#### Source excerpt:
>>

The USDA official, Bret Tate, walked federal prosecutors and jurors through what he called his unusual introduction to the head of the company, Wael "Will" Hana, the Egyptian-American businessperson who owned IS EG Halal and is one of Menendez’s co-defendants in the bribery case.

In prosectors’ sprawling indictment of Menendez, they accuse him of aiding Hana and his company to hold onto a monopoly on halal imports and receiving bribes in exchange.

In early 2019, Tate, who was stationed at the American embassy in Cairo, did a road trip across the American heartland with Egyptian officials. He hoped to get them to help expand the number of American companies who could certify meat exported to Egypt as halal, which means permitted for consumption by Muslims.

But those plans came to halt when Tate flew to Washington for meetings before returning to Cairo. When he arrived at the Crystal City Marriott, he was told by the hotel’s clerk that people had been waiting for him and one of his Egyptian traveling companions. After he put his bags in his room, he went downstairs and found himself at a table with his companion, two other men and Hana.

“I’m with you,” Tate said Hana told him when they met. Tate didn’t know what that meant.

But in coming weeks, Tate would learn that instead of Egyptian officials allowing more companies to certify meat for export, they were going to give Hana’s company sole authority to certify American meat exported to Egypt as halal.

<<

#### Tasks to carry out:
1. In the news excerpt, where was Tate stationed in early 2019?
2. From the news excerpt, extract the passage between "But those plans" and "what that meant.", inclusive.

Location annotation dataset excerpts
>>

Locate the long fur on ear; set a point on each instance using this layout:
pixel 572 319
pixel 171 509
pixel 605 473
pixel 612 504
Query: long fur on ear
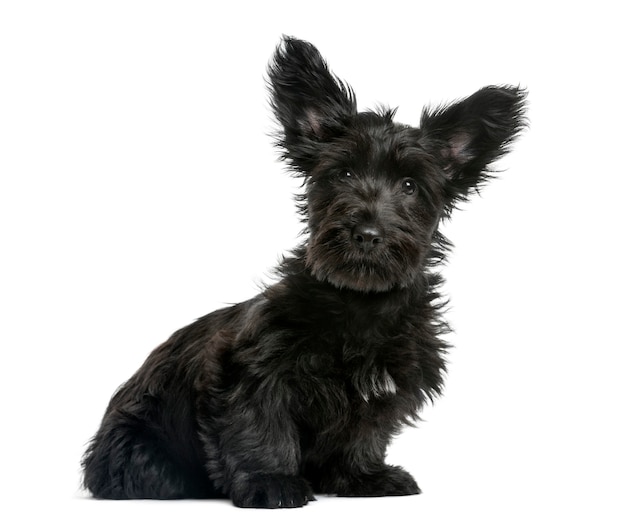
pixel 472 133
pixel 310 103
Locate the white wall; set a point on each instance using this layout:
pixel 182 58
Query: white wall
pixel 139 190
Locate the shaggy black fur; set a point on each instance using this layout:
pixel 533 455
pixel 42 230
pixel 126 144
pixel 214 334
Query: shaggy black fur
pixel 300 389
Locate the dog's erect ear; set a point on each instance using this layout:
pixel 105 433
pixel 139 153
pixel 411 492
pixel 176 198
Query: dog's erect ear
pixel 310 103
pixel 470 134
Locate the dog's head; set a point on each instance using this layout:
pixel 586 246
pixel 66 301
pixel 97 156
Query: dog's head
pixel 376 190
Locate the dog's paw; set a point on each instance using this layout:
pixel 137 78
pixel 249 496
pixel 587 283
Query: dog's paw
pixel 390 481
pixel 272 491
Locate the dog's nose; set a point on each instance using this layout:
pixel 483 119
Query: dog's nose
pixel 367 236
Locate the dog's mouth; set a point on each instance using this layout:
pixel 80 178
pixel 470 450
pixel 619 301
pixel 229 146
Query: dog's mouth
pixel 380 266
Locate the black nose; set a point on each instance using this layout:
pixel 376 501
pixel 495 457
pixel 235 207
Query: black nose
pixel 367 236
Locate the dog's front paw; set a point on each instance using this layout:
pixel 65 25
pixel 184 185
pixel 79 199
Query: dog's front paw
pixel 271 491
pixel 389 481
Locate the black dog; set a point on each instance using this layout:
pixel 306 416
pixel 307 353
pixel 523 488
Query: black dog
pixel 300 389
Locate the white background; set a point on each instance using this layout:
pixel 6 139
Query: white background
pixel 139 190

<<

#### Answers to each task:
1. At the American embassy in Cairo.

2.
But those plans came to halt when Tate flew to Washington for meetings before returning to Cairo. When he arrived at the Crystal City Marriott, he was told by the hotel’s clerk that people had been waiting for him and one of his Egyptian traveling companions. After he put his bags in his room, he went downstairs and found himself at a table with his companion, two other men and Hana.

“I’m with you,” Tate said Hana told him when they met. Tate didn’t know what that meant.